Reproduce, word for word, the full text below on negotiation skills for finance professionals.

(Document section):
▽
Finance professionals will need to bolster their negotiation skills as soft skills become a more critical part of a management accountant's toolbox. But negotiation can often feel like a daunting skill to develop. When it comes to negotiation, people sometimes focus too heavily on the potential conflict of the situation and psych themselves out before the conversation has even begun.
However, it is a learnable skill. Fotini Iconomopoulos, author of Say Less, Get More: Unconventional Negotiation Techniques to Get You What You Want, says the key to effective negotiation is not swagger or bravado, but mindful pauses and mental reframes.
These excerpts from a recent FM podcast episode with Iconomopoulos offer practical advice on how management accountants can increase their power and overcome anxiety during all types of negotiations.
Here are a few highlights from that conversation:
Podcast host Courtney Vien: Many people are anxious about negotiating. Why is that?
Fotini Iconomopoulos: There's certainly a fear attached to the word "negotiation". When I say the word, it sends a shiver down some people's spines. Usually, it's associated with conflict. In pop culture in general, we get these references from movies and TV and so on where it's, "Oh, negotiating, that must mean you're beating each other up", and it's like, that's actually not the intention.
△
(Data shown):
▽
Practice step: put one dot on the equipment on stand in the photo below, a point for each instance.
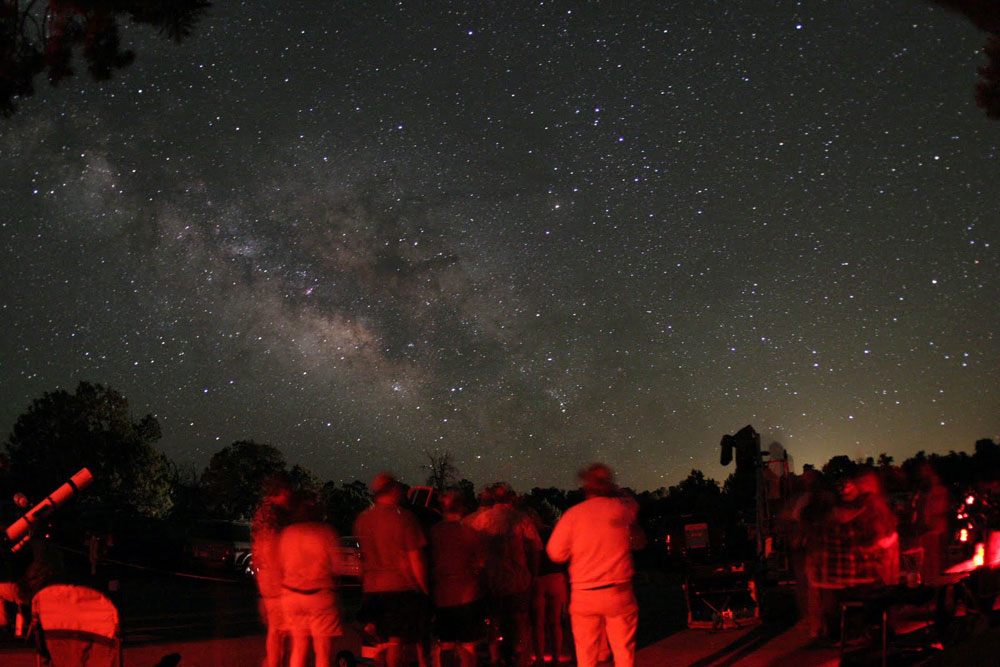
△
(Solved problem):
Finance professionals will need to bolster their negotiation skills as soft skills become a more critical part of a management accountant's toolbox. But negotiation can often feel like a daunting skill to develop. When it comes to negotiation, people sometimes focus too heavily on the potential conflict of the situation and psych themselves out before the conversation has even begun.
However, it is a learnable skill. Fotini Iconomopoulos, author of Say Less, Get More: Unconventional Negotiation Techniques to Get You What You Want, says the key to effective negotiation is not swagger or bravado, but mindful pauses and mental reframes.
These excerpts from a recent FM podcast episode with Iconomopoulos offer practical advice on how management accountants can increase their power and overcome anxiety during all types of negotiations.
Here are a few highlights from that conversation:
Podcast host Courtney Vien: Many people are anxious about negotiating. Why is that?
Fotini Iconomopoulos: There's certainly a fear attached to the word "negotiation". When I say the word, it sends a shiver down some people's spines. Usually, it's associated with conflict. In pop culture in general, we get these references from movies and TV and so on where it's, "Oh, negotiating, that must mean you're beating each other up", and it's like, that's actually not the intention.